→ **Aim**
Give the material once more, word for word, without any images.

* BEGIN Stored records *

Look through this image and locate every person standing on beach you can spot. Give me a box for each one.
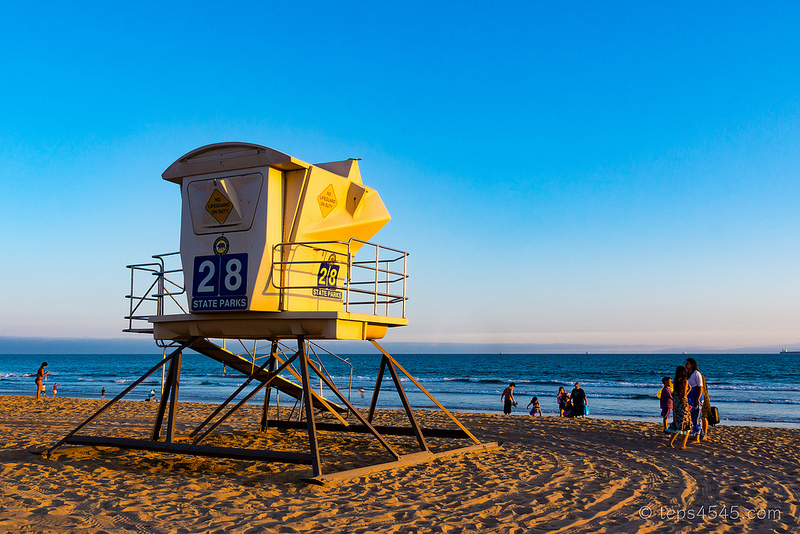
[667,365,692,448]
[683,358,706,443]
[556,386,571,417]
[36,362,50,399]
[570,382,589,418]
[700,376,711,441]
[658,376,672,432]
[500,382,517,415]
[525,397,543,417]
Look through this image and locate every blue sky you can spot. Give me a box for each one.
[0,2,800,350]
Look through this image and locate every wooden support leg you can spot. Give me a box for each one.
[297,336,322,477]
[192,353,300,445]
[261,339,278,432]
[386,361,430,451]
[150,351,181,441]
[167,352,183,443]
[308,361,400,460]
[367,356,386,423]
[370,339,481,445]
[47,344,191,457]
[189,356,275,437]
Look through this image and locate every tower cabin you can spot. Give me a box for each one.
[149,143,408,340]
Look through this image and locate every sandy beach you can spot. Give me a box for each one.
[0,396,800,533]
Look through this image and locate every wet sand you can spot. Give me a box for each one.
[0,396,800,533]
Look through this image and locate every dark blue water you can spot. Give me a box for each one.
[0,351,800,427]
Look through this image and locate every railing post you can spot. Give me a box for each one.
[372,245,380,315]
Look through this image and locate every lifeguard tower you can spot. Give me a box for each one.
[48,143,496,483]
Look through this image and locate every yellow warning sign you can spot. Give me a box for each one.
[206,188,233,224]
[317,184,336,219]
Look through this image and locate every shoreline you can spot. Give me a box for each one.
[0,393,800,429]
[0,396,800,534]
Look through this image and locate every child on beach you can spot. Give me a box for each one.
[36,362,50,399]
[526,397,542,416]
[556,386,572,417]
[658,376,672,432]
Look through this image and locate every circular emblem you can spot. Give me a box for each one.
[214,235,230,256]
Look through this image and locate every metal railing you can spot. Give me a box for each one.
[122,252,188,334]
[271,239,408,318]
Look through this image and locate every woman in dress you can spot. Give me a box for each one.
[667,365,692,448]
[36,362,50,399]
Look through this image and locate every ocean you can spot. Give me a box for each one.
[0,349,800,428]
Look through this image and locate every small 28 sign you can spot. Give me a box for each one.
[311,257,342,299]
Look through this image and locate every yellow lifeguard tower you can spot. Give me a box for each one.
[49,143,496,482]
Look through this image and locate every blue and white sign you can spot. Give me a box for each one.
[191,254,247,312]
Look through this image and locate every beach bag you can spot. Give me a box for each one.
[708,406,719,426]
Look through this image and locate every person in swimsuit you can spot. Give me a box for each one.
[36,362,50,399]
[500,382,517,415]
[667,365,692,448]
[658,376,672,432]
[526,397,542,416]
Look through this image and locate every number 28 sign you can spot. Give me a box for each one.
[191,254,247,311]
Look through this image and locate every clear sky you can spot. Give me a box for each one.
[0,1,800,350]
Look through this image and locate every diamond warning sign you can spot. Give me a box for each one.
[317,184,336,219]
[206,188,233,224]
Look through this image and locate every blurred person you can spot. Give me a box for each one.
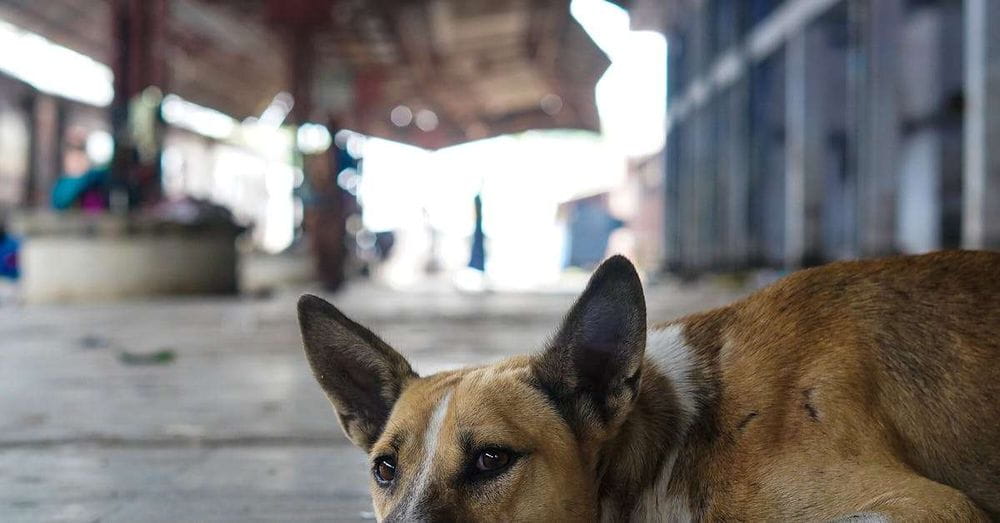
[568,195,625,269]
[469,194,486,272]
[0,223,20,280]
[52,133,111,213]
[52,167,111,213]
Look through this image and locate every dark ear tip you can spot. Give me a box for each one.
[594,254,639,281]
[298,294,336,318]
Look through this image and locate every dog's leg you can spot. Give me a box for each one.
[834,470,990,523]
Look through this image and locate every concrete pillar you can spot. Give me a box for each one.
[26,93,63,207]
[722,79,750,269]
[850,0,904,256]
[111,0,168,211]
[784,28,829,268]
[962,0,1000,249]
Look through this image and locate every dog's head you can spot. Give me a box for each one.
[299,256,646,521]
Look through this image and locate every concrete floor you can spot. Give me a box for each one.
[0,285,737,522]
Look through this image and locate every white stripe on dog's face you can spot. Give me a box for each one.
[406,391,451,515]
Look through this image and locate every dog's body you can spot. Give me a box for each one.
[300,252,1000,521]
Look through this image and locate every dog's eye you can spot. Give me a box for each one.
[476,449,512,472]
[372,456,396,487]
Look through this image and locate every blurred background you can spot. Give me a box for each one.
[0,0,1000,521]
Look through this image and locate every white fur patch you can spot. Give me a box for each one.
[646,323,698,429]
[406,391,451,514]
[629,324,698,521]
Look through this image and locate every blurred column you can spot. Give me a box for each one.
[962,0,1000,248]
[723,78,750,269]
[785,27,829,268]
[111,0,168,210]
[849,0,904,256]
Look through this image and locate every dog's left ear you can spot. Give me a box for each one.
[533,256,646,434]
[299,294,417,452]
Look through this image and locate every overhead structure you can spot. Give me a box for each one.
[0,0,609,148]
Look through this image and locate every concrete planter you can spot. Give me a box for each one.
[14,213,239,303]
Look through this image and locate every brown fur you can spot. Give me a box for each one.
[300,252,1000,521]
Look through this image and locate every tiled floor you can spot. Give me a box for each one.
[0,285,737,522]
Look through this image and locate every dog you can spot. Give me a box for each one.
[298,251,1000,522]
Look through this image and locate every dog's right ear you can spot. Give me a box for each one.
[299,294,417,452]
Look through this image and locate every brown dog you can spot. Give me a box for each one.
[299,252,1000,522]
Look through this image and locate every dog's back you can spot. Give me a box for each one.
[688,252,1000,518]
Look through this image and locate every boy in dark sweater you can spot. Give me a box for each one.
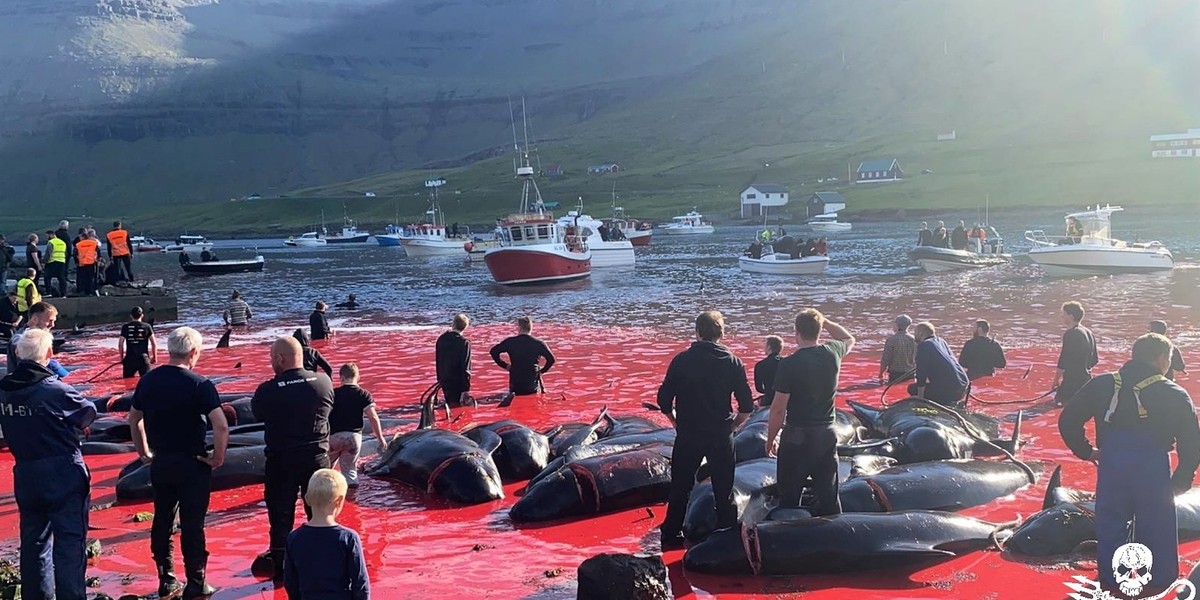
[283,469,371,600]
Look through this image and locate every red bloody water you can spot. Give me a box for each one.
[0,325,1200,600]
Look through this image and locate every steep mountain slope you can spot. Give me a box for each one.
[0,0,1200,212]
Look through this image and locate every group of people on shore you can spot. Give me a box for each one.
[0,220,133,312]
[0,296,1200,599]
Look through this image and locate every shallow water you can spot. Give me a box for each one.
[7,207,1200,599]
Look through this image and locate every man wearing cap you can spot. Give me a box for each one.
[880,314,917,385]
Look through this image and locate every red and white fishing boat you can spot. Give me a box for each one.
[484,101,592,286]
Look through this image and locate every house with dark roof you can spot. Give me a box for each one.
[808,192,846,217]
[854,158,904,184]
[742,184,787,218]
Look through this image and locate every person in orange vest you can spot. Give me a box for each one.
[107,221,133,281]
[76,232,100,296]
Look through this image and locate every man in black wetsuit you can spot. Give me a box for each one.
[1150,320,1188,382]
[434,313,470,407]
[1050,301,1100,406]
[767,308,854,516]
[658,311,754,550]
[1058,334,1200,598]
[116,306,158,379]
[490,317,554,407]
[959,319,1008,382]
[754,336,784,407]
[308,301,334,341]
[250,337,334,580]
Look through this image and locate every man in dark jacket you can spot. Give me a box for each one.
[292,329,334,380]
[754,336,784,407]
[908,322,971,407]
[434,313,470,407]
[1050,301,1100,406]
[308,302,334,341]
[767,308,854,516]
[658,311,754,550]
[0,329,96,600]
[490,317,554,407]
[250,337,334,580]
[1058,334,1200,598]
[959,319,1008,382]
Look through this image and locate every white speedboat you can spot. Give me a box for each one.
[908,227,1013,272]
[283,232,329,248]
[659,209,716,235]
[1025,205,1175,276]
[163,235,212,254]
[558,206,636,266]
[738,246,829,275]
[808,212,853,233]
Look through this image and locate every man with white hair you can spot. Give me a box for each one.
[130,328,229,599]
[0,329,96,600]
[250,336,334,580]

* END Stored records *

→ **Correct output**
Look through this image and locate every person standing on beach you can spot. Give me a box for each one.
[667,365,692,448]
[683,358,706,443]
[556,386,571,417]
[36,362,50,399]
[570,382,589,418]
[700,376,711,441]
[658,376,672,432]
[500,382,517,415]
[525,397,543,417]
Look through this image and locate every blue sky you can spot. Give me a box for each one.
[0,2,800,350]
Look through this image and locate every wooden support leg you can spot. Give me a box for each one.
[297,336,322,477]
[192,353,300,445]
[261,339,278,432]
[386,361,430,451]
[150,351,181,441]
[167,352,183,443]
[308,361,400,460]
[367,356,386,423]
[370,339,481,445]
[47,344,191,457]
[189,356,275,437]
Look through this image and locate every tower cabin you can spot. Give me a box for each one.
[149,143,408,340]
Look through this image and locate every sandy beach you can spot. Give me a box for each one.
[0,396,800,533]
Look through this image and locate every wet sand you can spot. Give me a box for each one.
[0,396,800,533]
Look through this image and locate every dark blue water you can spot. Give me a box for each one.
[0,351,800,427]
Look through this image and locate every railing post you can spot. Give me a box for each one.
[372,245,380,315]
Look through this image and locate every lifeguard tower you can spot. Give me a box for each one.
[48,143,496,483]
Look through this image and locate every yellow warning sign you can spot. Give me a box for each one.
[206,188,233,224]
[317,184,336,219]
Look through this image and locate every shoreline you can spot. Give me a box for each one.
[0,393,800,429]
[0,396,800,534]
Look through this image and locate every child on beach you can spot. Give me a box for each one.
[36,362,50,399]
[526,397,542,416]
[556,386,572,417]
[658,376,672,432]
Look through this image and locate every circular emblem you can spot. Give me a box for each one.
[214,235,230,256]
Look through this image and locate every metal railing you can spot. Give me a box for each one.
[122,252,188,334]
[271,239,408,318]
Look through this image and locate every woman in dress you can spot. Give me a box for each one.
[667,365,692,448]
[36,362,50,399]
Look through this image and locate every ocean you can spot. Give me a box for each one.
[0,349,800,428]
Look through this image and locate every small 28 sign you can spot. Give me a box for each one.
[311,257,342,299]
Look through this image and locate every yellow lifeguard tower you can spot. Give me a box for each one.
[49,143,496,482]
Look through this image and locate every blue and white sign you can spot. Give me a box for each one.
[191,254,247,312]
Look through this image and locate every beach bag you can spot. Give me a box for each one.
[708,406,719,426]
Look through this image and locate every person in swimsuit you can spot. Give me a box for each one.
[36,362,50,399]
[500,382,517,415]
[667,365,692,448]
[658,376,672,432]
[526,397,542,416]
Look through this image and locate every number 28 sign you can spot. Give me a box for each one.
[191,254,247,311]
Look through this image and locate every clear sky you can spot. Give me a box for each one.
[0,1,800,350]
Look through this image and locate every diamond warning sign you can spot. Give me a box for each one.
[317,184,336,219]
[206,188,233,224]
Look through this image and locate every blurred person you can spot. Give me a box for each one.
[568,195,625,269]
[469,194,486,272]
[0,223,20,280]
[52,133,111,213]
[52,167,111,213]
Look through this image and locate every dark ear tip you can spot. Give me a box for each one.
[594,254,639,281]
[298,294,336,318]
Look through this image and locate every dog's leg you can spot. Give me a box for each one.
[834,470,990,523]
Look through this image and locate every concrete pillar you can spot. Give me a box for each one.
[26,93,63,207]
[722,79,750,269]
[850,0,904,256]
[111,0,168,211]
[784,28,829,268]
[962,0,1000,249]
Look through this image and locate every dog's head you can spot. Give me a box for each one.
[299,256,646,521]
Look through this image and locate every concrete floor you can spot. Give me a box for each one.
[0,285,737,522]
Look through this image and locate every white stripe on dog's face you can spot. Give me a box for each one.
[406,391,451,515]
Look through this image and locate every dog's body you can spot. Give me a box for each one.
[300,252,1000,521]
Look through this image and locate every dog's eye you can spot. Give me a box for each one.
[476,449,512,472]
[372,456,396,487]
Look through this image and locate every blurred background you can spot. Give me a box for each one.
[0,0,1000,521]
Look through this image and locate every white fur patch you can spot. Give me a box for each one.
[646,323,698,429]
[406,391,451,514]
[629,324,698,521]
Look through this image and locate every blurred column you can spot. Give me a box for each one.
[962,0,1000,248]
[723,78,750,269]
[785,27,829,268]
[111,0,168,210]
[849,0,904,256]
Look through this image and locate every dog's left ear you can spot. Give me a box for each one.
[533,256,646,434]
[299,294,417,452]
Look through this image and locate every overhead structure you can spot. Give me a box for each one.
[0,0,609,148]
Look through this image and locate every concrete planter you can spot. Give me a box for each one.
[14,213,239,303]
Look through this image and locate every brown fur you can spot. Give me a box for each one.
[300,252,1000,521]
Look through this image and locate every tiled floor you can spot. Give me a box for each one.
[0,285,737,522]
Look through this image and locate every dog you can spot. Give me a box for each one.
[298,251,1000,522]
Look through this image and locate every dog's right ear you can spot. Give me a box for each one.
[299,294,417,452]
Look through this image and locate every brown dog you can spot. Give me a box for each one.
[299,252,1000,522]
Look through this image and locate every dog's back you can spot. Give me a box for each one.
[688,252,1000,518]
Look through this image and locate every boy in dark sweater you can spot. Give me a box for each one.
[283,469,371,600]
Look through this image and locate every red bloody water you can spot. Give me a box for each one.
[0,325,1200,600]
Look through this image and locate every steep mountain slope you can spot. Give me a box for each one.
[0,0,1200,212]
Look through this image and locate every group of people on shore you can spot. Give me a box for each one.
[0,220,133,312]
[0,296,1200,599]
Look through this image and locate every shallow water you can spot. Give me a box for each one.
[7,207,1200,599]
Look through this image and locate every man wearing cap you can spot. Give me a box for each one.
[880,314,917,385]
Look through this image and locate every red and white fishing boat you can spot. Give me a box for each one.
[484,101,592,286]
Look through this image and locate every house with dark roof you can spot. Give me a box for each one.
[808,192,846,217]
[854,158,904,184]
[742,184,787,218]
Look through this image and locate every person in orange vest you can spot. Give me a box for each one.
[107,221,133,281]
[76,232,100,296]
Look through this image and locate every man in black wetsuit you can spot. Give me a box for each one.
[1150,320,1188,382]
[434,313,470,407]
[1050,301,1100,406]
[767,308,854,516]
[658,311,754,550]
[1058,334,1200,598]
[116,306,158,379]
[490,317,554,407]
[959,319,1008,382]
[754,336,784,407]
[308,301,334,341]
[250,337,334,580]
Look through this image and locate every man in dark jacket you can spot. Give me a box for each one.
[292,329,334,380]
[754,336,784,407]
[908,322,971,407]
[434,313,470,407]
[1050,301,1100,406]
[308,302,334,341]
[767,308,854,516]
[658,311,754,550]
[0,329,96,600]
[490,317,554,407]
[250,337,334,580]
[1058,334,1200,598]
[959,319,1008,382]
Look through this image and locate every white speedboat you can spot. Give me a box for each one.
[908,227,1013,272]
[283,232,329,248]
[659,209,716,235]
[1025,205,1175,276]
[163,235,212,254]
[558,206,636,266]
[738,246,829,275]
[808,212,853,233]
Look through this image and locate every man with white hair you can spot. Give me a box for each one.
[130,328,229,599]
[0,329,96,600]
[250,336,334,580]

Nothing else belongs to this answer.